§ **DATA FOR THIS EXERCISE**:

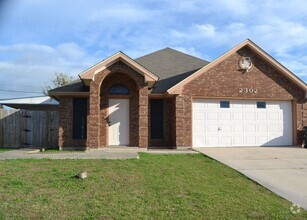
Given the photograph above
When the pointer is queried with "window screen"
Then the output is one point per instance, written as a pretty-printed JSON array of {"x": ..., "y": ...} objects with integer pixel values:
[
  {"x": 156, "y": 125},
  {"x": 79, "y": 118},
  {"x": 261, "y": 104},
  {"x": 224, "y": 104}
]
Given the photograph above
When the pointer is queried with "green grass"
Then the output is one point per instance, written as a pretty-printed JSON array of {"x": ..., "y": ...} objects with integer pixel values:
[
  {"x": 153, "y": 187},
  {"x": 55, "y": 151},
  {"x": 5, "y": 150}
]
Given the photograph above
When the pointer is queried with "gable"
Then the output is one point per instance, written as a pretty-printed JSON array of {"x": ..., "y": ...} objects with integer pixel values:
[
  {"x": 171, "y": 66},
  {"x": 299, "y": 84},
  {"x": 226, "y": 79},
  {"x": 89, "y": 74}
]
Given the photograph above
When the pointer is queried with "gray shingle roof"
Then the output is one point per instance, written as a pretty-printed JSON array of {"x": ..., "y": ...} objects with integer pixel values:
[
  {"x": 75, "y": 86},
  {"x": 171, "y": 66}
]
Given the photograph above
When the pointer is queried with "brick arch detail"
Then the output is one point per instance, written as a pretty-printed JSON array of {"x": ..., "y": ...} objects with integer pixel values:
[{"x": 98, "y": 103}]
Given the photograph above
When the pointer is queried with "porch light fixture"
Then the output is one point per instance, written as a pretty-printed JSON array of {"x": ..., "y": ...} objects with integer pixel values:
[{"x": 245, "y": 63}]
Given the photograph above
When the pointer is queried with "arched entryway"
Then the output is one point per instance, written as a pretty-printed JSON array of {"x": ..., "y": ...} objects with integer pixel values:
[{"x": 118, "y": 108}]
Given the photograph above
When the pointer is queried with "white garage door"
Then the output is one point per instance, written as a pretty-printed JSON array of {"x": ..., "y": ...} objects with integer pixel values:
[{"x": 221, "y": 123}]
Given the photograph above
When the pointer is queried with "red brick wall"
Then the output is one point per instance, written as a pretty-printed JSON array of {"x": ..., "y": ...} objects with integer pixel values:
[
  {"x": 66, "y": 140},
  {"x": 97, "y": 127},
  {"x": 225, "y": 79}
]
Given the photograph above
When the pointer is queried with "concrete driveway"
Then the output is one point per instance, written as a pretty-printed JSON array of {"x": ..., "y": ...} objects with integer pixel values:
[{"x": 282, "y": 170}]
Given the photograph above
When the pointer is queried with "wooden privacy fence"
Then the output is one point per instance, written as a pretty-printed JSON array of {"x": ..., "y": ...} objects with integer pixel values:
[{"x": 27, "y": 128}]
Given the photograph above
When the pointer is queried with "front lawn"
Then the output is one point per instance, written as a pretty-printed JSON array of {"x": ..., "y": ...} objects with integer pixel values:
[
  {"x": 153, "y": 187},
  {"x": 56, "y": 151},
  {"x": 5, "y": 149}
]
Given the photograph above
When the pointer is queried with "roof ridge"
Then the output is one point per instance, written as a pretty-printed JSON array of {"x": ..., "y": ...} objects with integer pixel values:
[{"x": 177, "y": 51}]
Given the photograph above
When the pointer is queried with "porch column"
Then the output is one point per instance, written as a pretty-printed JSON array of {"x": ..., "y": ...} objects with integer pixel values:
[
  {"x": 143, "y": 117},
  {"x": 183, "y": 121},
  {"x": 93, "y": 121}
]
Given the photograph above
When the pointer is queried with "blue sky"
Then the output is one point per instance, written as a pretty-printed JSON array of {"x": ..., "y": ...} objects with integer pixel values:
[{"x": 41, "y": 37}]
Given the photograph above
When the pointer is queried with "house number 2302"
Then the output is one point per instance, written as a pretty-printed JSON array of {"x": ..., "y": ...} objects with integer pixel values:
[{"x": 248, "y": 90}]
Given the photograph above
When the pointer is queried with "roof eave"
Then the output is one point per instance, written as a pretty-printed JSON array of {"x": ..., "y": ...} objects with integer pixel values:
[{"x": 177, "y": 89}]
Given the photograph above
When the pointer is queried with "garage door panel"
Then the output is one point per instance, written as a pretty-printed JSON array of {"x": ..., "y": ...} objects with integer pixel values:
[
  {"x": 212, "y": 116},
  {"x": 238, "y": 141},
  {"x": 211, "y": 141},
  {"x": 250, "y": 116},
  {"x": 238, "y": 128},
  {"x": 242, "y": 124}
]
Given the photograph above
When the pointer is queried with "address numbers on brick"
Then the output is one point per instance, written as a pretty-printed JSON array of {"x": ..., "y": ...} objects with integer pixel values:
[{"x": 248, "y": 90}]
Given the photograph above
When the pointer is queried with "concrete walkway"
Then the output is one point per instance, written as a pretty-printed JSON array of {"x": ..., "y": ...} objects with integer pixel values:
[
  {"x": 105, "y": 153},
  {"x": 282, "y": 170}
]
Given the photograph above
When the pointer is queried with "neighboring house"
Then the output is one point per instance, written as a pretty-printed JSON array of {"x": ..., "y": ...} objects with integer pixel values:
[
  {"x": 171, "y": 99},
  {"x": 41, "y": 103}
]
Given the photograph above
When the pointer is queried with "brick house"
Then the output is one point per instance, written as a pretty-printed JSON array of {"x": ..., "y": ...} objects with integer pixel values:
[{"x": 171, "y": 99}]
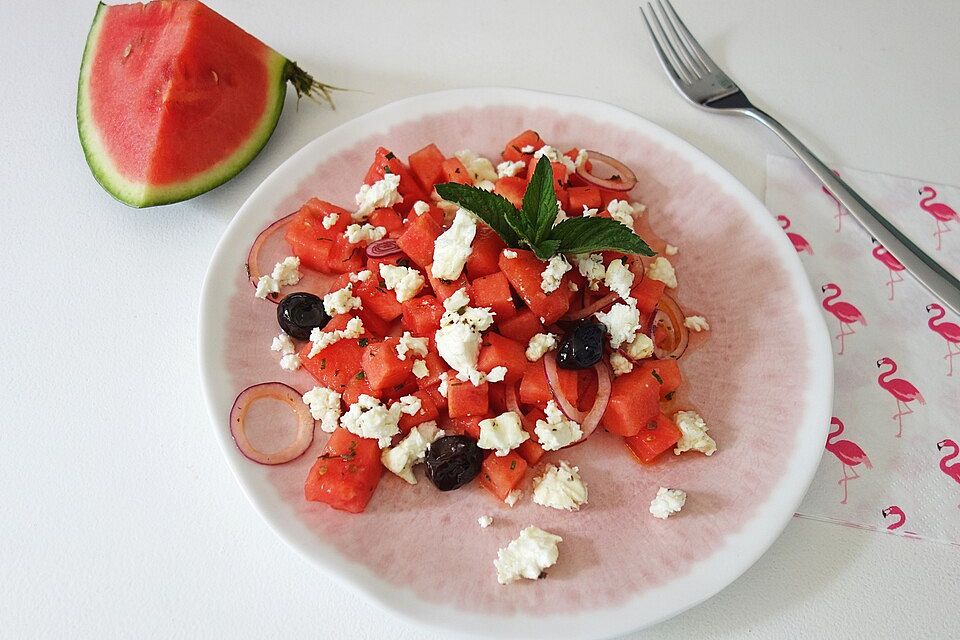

§ **WHAT YOU WILL DO**: Copy out only the lines of the data above that contain the word "brick".

§ **ANSWER TO THIS EXERCISE**:
When the pointer is queried with "brick arch detail"
When the pointer is queried with "red brick wall"
When the pointer is queried with "address numbers on brick"
When the pointer is queried with "brick house"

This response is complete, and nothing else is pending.